▸ Dataset rows
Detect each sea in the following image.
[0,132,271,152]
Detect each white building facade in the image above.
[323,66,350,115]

--

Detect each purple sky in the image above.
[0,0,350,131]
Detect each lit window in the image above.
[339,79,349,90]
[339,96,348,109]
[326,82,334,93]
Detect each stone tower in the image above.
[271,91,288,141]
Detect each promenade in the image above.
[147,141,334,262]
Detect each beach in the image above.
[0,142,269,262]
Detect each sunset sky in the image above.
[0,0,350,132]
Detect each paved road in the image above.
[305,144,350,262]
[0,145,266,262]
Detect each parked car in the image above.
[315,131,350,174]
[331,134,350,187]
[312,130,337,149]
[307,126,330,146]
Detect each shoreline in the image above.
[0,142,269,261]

==

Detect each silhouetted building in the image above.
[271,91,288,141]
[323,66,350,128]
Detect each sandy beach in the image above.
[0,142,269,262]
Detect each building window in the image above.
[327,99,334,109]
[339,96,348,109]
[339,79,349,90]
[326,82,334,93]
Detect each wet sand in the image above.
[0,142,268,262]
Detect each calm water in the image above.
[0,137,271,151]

▸ What to produce
Print the records from the line containing "Detect each sea in the following image." through the line containing "[323,66,350,115]", both lines included, with nothing changed.

▸ In response
Detect each sea in the following image.
[0,132,271,152]
Detect each white building facade in the image above.
[323,66,350,115]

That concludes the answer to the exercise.